◆ **Exercise directions**
Recast the material as a numbered list, from the line containing "TARGET = white wall" up to and including its final line, leaving out any blank lines.

◆ **Data**
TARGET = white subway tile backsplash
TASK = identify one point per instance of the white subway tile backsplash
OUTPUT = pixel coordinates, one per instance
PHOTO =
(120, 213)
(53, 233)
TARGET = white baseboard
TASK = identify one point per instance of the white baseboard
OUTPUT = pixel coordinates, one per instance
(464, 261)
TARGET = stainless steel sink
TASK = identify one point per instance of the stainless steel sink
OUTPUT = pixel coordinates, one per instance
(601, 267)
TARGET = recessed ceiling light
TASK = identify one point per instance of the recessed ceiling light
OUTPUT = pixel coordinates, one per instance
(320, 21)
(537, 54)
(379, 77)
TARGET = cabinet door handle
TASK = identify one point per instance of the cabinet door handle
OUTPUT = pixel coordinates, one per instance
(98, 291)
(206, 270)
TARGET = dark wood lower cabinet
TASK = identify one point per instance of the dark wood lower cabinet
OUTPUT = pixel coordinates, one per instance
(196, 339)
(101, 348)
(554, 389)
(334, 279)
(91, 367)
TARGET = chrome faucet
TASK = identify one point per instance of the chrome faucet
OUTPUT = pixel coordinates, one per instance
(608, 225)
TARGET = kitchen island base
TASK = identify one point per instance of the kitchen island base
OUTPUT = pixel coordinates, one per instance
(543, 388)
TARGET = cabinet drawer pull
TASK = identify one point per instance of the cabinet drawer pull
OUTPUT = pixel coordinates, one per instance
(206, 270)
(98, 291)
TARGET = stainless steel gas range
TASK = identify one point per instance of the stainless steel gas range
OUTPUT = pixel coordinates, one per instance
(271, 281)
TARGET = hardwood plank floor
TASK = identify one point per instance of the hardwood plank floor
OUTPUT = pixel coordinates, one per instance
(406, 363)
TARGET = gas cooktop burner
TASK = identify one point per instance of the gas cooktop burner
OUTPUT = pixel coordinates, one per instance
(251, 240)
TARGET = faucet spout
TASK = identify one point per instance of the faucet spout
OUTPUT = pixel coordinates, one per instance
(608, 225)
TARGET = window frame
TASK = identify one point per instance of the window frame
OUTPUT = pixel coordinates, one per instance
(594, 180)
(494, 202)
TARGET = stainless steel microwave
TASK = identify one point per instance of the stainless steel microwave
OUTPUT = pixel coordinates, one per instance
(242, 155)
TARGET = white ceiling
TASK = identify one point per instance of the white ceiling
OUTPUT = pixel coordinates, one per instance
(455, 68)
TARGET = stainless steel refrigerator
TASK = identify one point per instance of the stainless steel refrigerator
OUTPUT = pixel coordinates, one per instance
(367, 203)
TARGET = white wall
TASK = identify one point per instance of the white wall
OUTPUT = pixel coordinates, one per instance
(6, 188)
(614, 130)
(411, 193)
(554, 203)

◆ **Output for this exercise**
1. TARGET = white wall
2. TASK = identify one point per instance of the white wall
3. OUTPUT = pixel coordinates, one per instance
4. (6, 188)
5. (614, 130)
6. (411, 193)
7. (554, 203)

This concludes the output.